(THE TASK):
Set down each line of the data exactly, but not the pictures.

(Dataset entries):

● ● ●

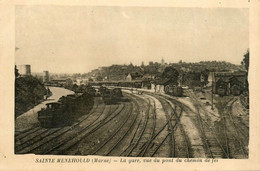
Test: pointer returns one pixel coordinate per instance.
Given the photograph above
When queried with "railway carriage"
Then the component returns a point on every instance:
(65, 111)
(174, 90)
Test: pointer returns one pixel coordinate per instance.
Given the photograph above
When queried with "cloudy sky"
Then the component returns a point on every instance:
(78, 39)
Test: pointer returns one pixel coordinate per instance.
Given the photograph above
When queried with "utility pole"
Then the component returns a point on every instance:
(213, 84)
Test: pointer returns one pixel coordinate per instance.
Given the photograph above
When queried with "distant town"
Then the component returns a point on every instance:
(201, 110)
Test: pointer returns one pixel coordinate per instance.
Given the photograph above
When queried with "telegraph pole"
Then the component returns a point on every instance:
(213, 84)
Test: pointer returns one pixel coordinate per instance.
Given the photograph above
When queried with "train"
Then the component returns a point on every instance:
(173, 90)
(110, 96)
(65, 111)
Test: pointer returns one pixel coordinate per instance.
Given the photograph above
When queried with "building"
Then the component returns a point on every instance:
(128, 77)
(46, 76)
(24, 70)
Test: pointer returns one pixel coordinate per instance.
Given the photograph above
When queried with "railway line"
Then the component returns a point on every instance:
(32, 145)
(140, 125)
(212, 143)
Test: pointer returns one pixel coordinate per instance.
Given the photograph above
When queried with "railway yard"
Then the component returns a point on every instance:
(148, 125)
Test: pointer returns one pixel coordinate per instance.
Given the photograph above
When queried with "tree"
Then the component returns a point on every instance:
(142, 65)
(245, 61)
(99, 78)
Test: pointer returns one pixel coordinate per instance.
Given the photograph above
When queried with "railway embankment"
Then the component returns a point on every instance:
(29, 119)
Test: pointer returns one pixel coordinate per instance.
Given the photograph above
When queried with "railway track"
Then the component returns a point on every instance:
(212, 143)
(34, 144)
(238, 149)
(136, 139)
(178, 138)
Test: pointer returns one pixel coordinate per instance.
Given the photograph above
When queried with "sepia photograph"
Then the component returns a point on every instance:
(132, 81)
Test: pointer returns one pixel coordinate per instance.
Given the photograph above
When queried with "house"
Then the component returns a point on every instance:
(229, 83)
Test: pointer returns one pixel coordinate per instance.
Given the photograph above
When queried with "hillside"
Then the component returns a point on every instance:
(119, 72)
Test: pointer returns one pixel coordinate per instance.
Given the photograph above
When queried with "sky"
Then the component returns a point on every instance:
(78, 39)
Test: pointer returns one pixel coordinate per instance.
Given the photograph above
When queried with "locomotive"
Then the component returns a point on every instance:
(65, 111)
(174, 90)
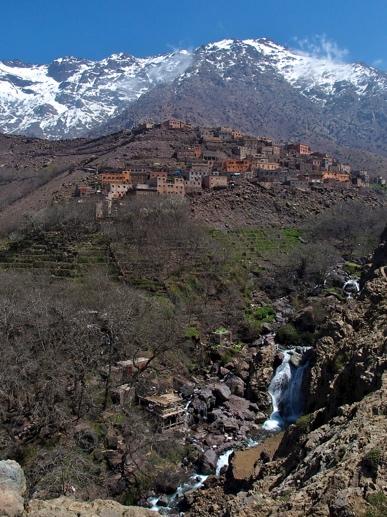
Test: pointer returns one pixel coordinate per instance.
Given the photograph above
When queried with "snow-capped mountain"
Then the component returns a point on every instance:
(254, 84)
(71, 96)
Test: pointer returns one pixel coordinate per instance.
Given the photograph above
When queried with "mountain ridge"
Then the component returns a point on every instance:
(253, 84)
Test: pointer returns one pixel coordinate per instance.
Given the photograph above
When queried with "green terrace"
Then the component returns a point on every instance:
(254, 246)
(57, 253)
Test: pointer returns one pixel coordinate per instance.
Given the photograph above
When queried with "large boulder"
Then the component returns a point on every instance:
(12, 488)
(236, 385)
(208, 461)
(221, 391)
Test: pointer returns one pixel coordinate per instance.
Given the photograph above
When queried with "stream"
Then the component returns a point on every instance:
(285, 390)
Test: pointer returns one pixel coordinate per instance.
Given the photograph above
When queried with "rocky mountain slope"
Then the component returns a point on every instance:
(333, 460)
(13, 488)
(256, 85)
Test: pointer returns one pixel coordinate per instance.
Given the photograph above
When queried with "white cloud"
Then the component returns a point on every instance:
(378, 63)
(321, 46)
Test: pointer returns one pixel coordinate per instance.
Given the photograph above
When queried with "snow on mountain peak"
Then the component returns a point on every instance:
(71, 96)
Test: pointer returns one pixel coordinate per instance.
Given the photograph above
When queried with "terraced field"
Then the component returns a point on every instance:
(59, 254)
(253, 247)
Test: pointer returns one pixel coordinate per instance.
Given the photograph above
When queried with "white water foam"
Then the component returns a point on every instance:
(285, 391)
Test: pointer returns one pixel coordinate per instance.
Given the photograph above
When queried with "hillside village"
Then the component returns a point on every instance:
(213, 158)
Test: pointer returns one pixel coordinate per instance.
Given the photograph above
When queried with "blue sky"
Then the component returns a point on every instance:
(40, 30)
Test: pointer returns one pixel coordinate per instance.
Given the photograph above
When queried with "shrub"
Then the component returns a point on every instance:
(378, 501)
(289, 335)
(192, 332)
(371, 461)
(303, 422)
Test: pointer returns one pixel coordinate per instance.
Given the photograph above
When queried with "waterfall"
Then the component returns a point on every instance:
(285, 391)
(223, 461)
(351, 286)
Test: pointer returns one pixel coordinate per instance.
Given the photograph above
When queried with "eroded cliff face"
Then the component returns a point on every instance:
(333, 461)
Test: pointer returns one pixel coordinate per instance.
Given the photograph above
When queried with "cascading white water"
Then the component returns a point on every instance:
(286, 394)
(351, 286)
(194, 482)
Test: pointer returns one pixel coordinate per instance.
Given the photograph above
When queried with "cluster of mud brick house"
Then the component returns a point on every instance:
(219, 157)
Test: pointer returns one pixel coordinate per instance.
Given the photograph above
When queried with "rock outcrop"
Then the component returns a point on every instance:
(68, 507)
(333, 461)
(12, 504)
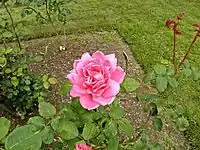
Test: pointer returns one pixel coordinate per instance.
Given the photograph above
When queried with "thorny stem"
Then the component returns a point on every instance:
(188, 51)
(49, 16)
(174, 53)
(13, 26)
(144, 125)
(37, 13)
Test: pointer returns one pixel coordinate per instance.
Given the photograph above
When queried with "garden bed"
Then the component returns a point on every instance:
(59, 54)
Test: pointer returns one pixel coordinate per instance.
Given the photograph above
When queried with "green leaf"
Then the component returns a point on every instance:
(125, 126)
(160, 69)
(46, 85)
(111, 129)
(55, 123)
(14, 81)
(155, 146)
(117, 113)
(46, 109)
(113, 143)
(38, 58)
(172, 82)
(182, 124)
(187, 64)
(47, 135)
(67, 129)
(157, 124)
(4, 127)
(8, 70)
(170, 71)
(161, 83)
(25, 137)
(153, 109)
(65, 88)
(139, 145)
(3, 62)
(150, 76)
(179, 110)
(130, 84)
(52, 81)
(38, 121)
(186, 72)
(44, 78)
(90, 130)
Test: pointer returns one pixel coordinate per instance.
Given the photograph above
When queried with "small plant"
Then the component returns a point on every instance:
(4, 27)
(21, 89)
(166, 75)
(87, 122)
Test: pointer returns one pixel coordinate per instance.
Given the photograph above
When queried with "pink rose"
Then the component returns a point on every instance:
(96, 79)
(82, 147)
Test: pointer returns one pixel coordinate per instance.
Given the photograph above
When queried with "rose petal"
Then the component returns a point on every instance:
(102, 100)
(113, 89)
(98, 55)
(73, 77)
(118, 75)
(87, 102)
(77, 91)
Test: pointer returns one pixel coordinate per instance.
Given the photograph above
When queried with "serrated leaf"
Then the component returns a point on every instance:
(130, 84)
(52, 81)
(90, 130)
(46, 109)
(139, 145)
(155, 146)
(8, 70)
(179, 110)
(111, 129)
(46, 85)
(172, 82)
(150, 76)
(117, 113)
(161, 83)
(65, 88)
(3, 62)
(182, 124)
(4, 127)
(47, 135)
(170, 71)
(125, 126)
(157, 124)
(160, 69)
(187, 64)
(186, 72)
(25, 137)
(67, 129)
(38, 58)
(38, 121)
(113, 143)
(14, 81)
(45, 78)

● ● ●

(EXERCISE ANSWER):
Test: pointer returns one pixel coordinate per instance.
Given the photograph above
When queried with "railway carriage"
Then the component returns a point on every instance:
(65, 111)
(174, 90)
Test: pointer returns one pixel coordinate per instance.
Given the photograph above
When queried with "cloudy sky"
Then the component returns a point on every instance:
(78, 39)
Test: pointer returns one pixel coordinate per instance.
Given the photograph above
When queried with "utility pole"
Then the component returns a point on every instance:
(213, 84)
Test: pointer returns one pixel coordinate per instance.
Given the photograph above
When queried with "distant town"
Then the component returns a point on every instance:
(201, 110)
Test: pointer returns one pixel coordinate per instance.
Given the photograph above
When queried with "telegraph pole"
Then the component returns a point on every instance:
(213, 84)
Test: pointer returns one pixel coordinate per instance.
Given the photograph above
When queried with "train"
Then the component returns a point on every instance:
(173, 90)
(110, 96)
(65, 111)
Test: pointer returns one pixel coordinate per instance.
Given the photograph above
When queried with "building"
Then the component returns a point on every instance:
(128, 77)
(46, 76)
(24, 70)
Test: pointer returns one pixel coordinate per instance.
Given the photograph above
When queried with "railway line"
Then the component returns a point on every instance:
(32, 145)
(140, 125)
(212, 143)
Test: pointer returns one pixel coordinate per instance.
Given the photograph above
When queried with "railway yard"
Then the component returns a point on every instance:
(148, 125)
Test: pointer returns one pixel coordinate per instance.
Given the photograph above
When queried with "tree"
Then the component returns a point on every instance:
(142, 65)
(245, 61)
(99, 78)
Test: pointer returns one pixel coordinate per instance.
Given the photograph above
When queried with "railway embankment"
Then the component returns a point on every instance:
(29, 119)
Test: pointer returns one pixel coordinate per instance.
Given the photograph above
When queried with "railway track"
Then the component returns a point on every instance:
(212, 143)
(34, 144)
(238, 149)
(136, 139)
(178, 138)
Test: pointer returns one pixel coordinate per instance.
Given the photograph above
When queried with "sepia photograph"
Then the component returns a point on every instance:
(132, 81)
Test: pointer returns one pixel coordinate per instance.
Given the photograph above
When queried with "house"
Then the component returns a point on every instance:
(229, 83)
Test: pointer returns one pixel coordinate per instance.
Given the photograph above
When queried with "hillside"
Then the component returns a point on every instance:
(119, 72)
Test: pointer returns one pixel coordinate per instance.
Given the photograph above
When queried with "sky"
Then the component returns a point on every instance:
(78, 39)
Test: pointer returns one pixel coordinate per instance.
Given the photograph above
When queried with "locomotive"
Then the component returns a point on every instance:
(65, 111)
(174, 90)
Test: pointer returns one pixel coordinate per instance.
Given the photograph above
When queried with "snow-capped mountain"
Then the component returns a point on every instance:
(254, 84)
(71, 96)
Test: pointer returns one pixel coordinate per instance.
Given the photograph above
When queried with "mountain ridge"
Then the component returns a point on every instance:
(253, 84)
Test: pointer returns one pixel coordinate per instance.
Given the photograph above
When queried with "green terrace"
Then the component returns a point on every instance:
(254, 246)
(57, 253)
Test: pointer returns one pixel coordinate per instance.
Given the photograph above
When queried with "large boulder"
Then the component returns a point on every instance:
(12, 488)
(236, 385)
(208, 461)
(221, 391)
Test: pointer returns one pixel coordinate per instance.
Given the photograph above
When queried with "stream"
Then the component returns a point on every instance:
(285, 390)
Test: pointer returns one pixel coordinate per instance.
Given the photograph above
When queried with "rocky mountain slope"
Then the component returns a point on every instance:
(333, 460)
(13, 488)
(256, 85)
Test: pointer returns one pixel coordinate per instance.
Given the photograph above
When queried with "white cloud"
Then the component returns a point on every instance:
(378, 63)
(321, 46)
Test: pointer returns one pixel coordinate per instance.
Given the photograph above
When queried with "snow on mountain peak"
Then the component returns a point on every instance:
(71, 96)
Test: pointer returns one pixel coordinate per instance.
Given the photograph above
When queried with "terraced field"
Then the component returns a point on every instance:
(59, 254)
(253, 247)
Test: pointer returns one pixel coordinate per instance.
Given the photograph above
When queried with "white water foam"
Then the component returns a point on every instance:
(285, 391)
Test: pointer returns one pixel coordinate per instance.
Given the photograph above
When queried with "hillside village"
Then the component returns a point on every instance:
(213, 158)
Test: pointer returns one pixel coordinate per instance.
Given the photograph above
When queried with "blue sky"
Then the component returns a point on every instance:
(40, 30)
Test: pointer returns one pixel coordinate per instance.
Given the photograph above
When queried with "shrub"
Then the component returns a point on every instance:
(378, 501)
(289, 335)
(192, 332)
(371, 461)
(303, 422)
Test: pointer returns one pixel coordinate per instance.
Given the photograph above
When queried with "waterfall"
Then the component returns a point on every instance:
(285, 391)
(223, 461)
(351, 286)
Test: pointer returns one pixel coordinate per instance.
Given the photograph above
When queried with "eroded cliff face"
Then the component returns a point on every instance:
(333, 461)
Test: pointer returns one pixel coordinate per instance.
Given the photograph above
When queried with "cascading white water"
Then the component returns a point on every instance:
(286, 394)
(351, 286)
(194, 482)
Test: pointer returns one pixel coordinate per instance.
Given the photograph above
When queried with "cluster of mud brick house"
Then the component returns a point on every instance:
(219, 157)
Test: pointer returns one pixel coordinate per instance.
Given the photograph above
When queried with "rock outcrop"
Then the component returns a point on every instance:
(68, 507)
(333, 461)
(12, 504)
Test: pointer returns one pixel coordinate per instance.
Given the photograph above
When queried with "thorny stem"
Then the component returns a point on every instance:
(188, 51)
(49, 16)
(174, 53)
(13, 26)
(144, 125)
(37, 13)
Test: pointer returns one pixel coordinate per instance.
Given the photograph above
When queried with "garden bed"
Then the component returns a point on every instance:
(59, 54)
Test: pointer returns one pixel coordinate per instance.
Given the photograph above
When queried with "green leaf"
Then the component returns a point on every instance:
(125, 126)
(160, 69)
(46, 85)
(111, 129)
(55, 123)
(14, 81)
(155, 146)
(117, 113)
(46, 109)
(113, 143)
(38, 58)
(172, 82)
(182, 124)
(187, 64)
(47, 135)
(67, 129)
(157, 124)
(4, 127)
(8, 70)
(170, 71)
(161, 83)
(25, 137)
(153, 109)
(65, 88)
(139, 145)
(3, 62)
(150, 76)
(179, 110)
(130, 84)
(52, 81)
(38, 121)
(186, 72)
(44, 78)
(90, 130)
Test: pointer returns one pixel coordinate per instance.
Given the photograph above
When queried with "small plant"
Then the component returns a point on every instance:
(4, 27)
(21, 89)
(166, 75)
(87, 122)
Test: pointer returns one pixel coordinate per instance.
Given the photograph above
When queried with "pink rose"
Then the component returns a point on every instance:
(96, 79)
(82, 147)
Test: pointer returns one pixel coordinate per instance.
Given the photograph above
When queried with "rose petal"
Then the component returns a point on every instance:
(102, 100)
(113, 89)
(98, 55)
(73, 77)
(118, 75)
(87, 102)
(77, 91)
Test: pointer returns one pixel coordinate per instance.
Given the photograph above
When queried with "serrated leaf"
Then the component returns a point on every instance:
(130, 84)
(52, 81)
(90, 130)
(46, 109)
(139, 145)
(155, 146)
(8, 70)
(179, 110)
(111, 129)
(46, 85)
(172, 82)
(150, 76)
(117, 113)
(161, 83)
(65, 88)
(3, 62)
(182, 124)
(4, 127)
(47, 135)
(170, 71)
(125, 126)
(157, 124)
(160, 69)
(187, 64)
(186, 72)
(25, 137)
(67, 129)
(38, 58)
(38, 121)
(113, 143)
(14, 81)
(45, 78)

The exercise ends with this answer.